In full and without changes, output the data.

[Task inputs]
----

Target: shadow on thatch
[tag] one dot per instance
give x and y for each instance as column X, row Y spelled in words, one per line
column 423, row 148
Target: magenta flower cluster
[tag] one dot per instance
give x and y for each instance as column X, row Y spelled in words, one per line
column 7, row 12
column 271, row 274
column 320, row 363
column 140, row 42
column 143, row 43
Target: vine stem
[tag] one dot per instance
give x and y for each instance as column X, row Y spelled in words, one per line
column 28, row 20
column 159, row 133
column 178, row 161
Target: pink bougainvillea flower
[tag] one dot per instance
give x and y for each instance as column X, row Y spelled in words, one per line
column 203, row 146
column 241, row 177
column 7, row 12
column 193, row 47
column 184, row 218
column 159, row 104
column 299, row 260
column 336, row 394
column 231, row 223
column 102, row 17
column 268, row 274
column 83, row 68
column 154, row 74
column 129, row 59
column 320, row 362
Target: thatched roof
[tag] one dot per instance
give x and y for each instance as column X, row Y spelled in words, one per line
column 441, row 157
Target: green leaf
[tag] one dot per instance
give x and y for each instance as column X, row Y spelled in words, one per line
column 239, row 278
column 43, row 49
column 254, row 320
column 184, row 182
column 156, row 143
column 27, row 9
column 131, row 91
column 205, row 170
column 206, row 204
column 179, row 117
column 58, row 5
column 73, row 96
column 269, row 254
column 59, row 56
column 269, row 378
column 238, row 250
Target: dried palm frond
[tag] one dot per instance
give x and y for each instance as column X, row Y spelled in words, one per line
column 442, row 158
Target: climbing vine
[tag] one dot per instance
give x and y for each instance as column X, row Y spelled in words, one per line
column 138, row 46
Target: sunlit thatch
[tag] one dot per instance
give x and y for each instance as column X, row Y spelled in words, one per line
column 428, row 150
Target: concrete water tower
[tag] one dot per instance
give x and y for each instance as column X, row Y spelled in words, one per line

----

[Answer for the task]
Target: shadow on thatch
[tag] one dot per instance
give x and y for each instance as column X, row Y spelled in words, one per line
column 423, row 148
Target: magenta flower cluster
[tag] one dot per instance
give x and y for each instance as column X, row Y spelled in words, one per line
column 7, row 12
column 271, row 274
column 320, row 363
column 140, row 42
column 143, row 43
Target: vine stem
[tag] one dot per instance
give x and y for each instance as column X, row Y spelled in words, one per line
column 28, row 20
column 159, row 133
column 178, row 161
Target: pink bougainvillea flower
[tag] one dot per instance
give x and y for each instance as column X, row Y spelled in words, one per line
column 203, row 146
column 241, row 177
column 7, row 12
column 193, row 47
column 184, row 218
column 159, row 104
column 299, row 260
column 336, row 394
column 231, row 223
column 102, row 17
column 268, row 274
column 83, row 68
column 154, row 74
column 129, row 59
column 320, row 362
Target: thatched roof
[tag] one dot per instance
give x and y for each instance as column X, row Y spelled in words, one per line
column 441, row 157
Target: green leaf
[tag] one dot per instance
give x and y for each instance as column X, row Y spelled in words, one per line
column 239, row 278
column 43, row 49
column 254, row 320
column 184, row 182
column 156, row 143
column 27, row 9
column 131, row 91
column 205, row 170
column 206, row 204
column 179, row 117
column 58, row 5
column 73, row 96
column 269, row 254
column 59, row 56
column 269, row 378
column 238, row 250
Target: dried palm frond
[tag] one dot per instance
give x and y for each instance as column X, row Y spelled in words, one per line
column 442, row 158
Target: climbing vine
[tag] one dot per instance
give x and y for each instance as column X, row Y spelled in words, one per line
column 138, row 46
Target: sunlit thatch
[tag] one dot per instance
give x and y for each instance as column X, row Y spelled in words, one per line
column 428, row 150
Target: concrete water tower
[tag] one dot per instance
give x and y for each instance as column X, row Y spelled in words, one per line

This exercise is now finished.